> **Task prompt**
Reproduce the data from the line containing "Where can the chimney" through the end of the data, inclusive, with the requests included and left unchanged. In the answers, multiply every coordinate by 0.35 and round to the nearest whole number, with halves rounded up. Return only those lines.

> **Data listing**
* * * * *
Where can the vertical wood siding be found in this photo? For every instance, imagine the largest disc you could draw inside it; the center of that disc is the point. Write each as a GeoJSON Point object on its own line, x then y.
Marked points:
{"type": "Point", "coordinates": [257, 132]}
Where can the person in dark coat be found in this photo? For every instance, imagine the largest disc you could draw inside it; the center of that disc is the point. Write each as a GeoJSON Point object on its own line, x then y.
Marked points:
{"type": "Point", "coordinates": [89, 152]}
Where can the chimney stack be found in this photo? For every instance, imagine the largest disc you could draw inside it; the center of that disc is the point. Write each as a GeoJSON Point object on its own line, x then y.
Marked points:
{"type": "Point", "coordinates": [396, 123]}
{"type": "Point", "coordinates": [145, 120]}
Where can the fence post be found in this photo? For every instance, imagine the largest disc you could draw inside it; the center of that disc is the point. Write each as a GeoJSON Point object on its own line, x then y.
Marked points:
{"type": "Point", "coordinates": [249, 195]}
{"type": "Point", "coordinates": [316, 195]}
* * * * *
> **Answer to this problem**
Where can the chimney stack be found in this photo? For every instance, imagine the largest disc you could draw inside it; the center of that disc is the point. Write each as a GeoJSON Point object on its own line, x then y.
Marked points:
{"type": "Point", "coordinates": [139, 43]}
{"type": "Point", "coordinates": [51, 42]}
Where can the fence post be found in this photo? For every instance, imagine the largest disc you could draw inside it; the center of that disc is the point. Write each as a GeoJSON Point object on its own line, x then y.
Marked points:
{"type": "Point", "coordinates": [87, 68]}
{"type": "Point", "coordinates": [111, 68]}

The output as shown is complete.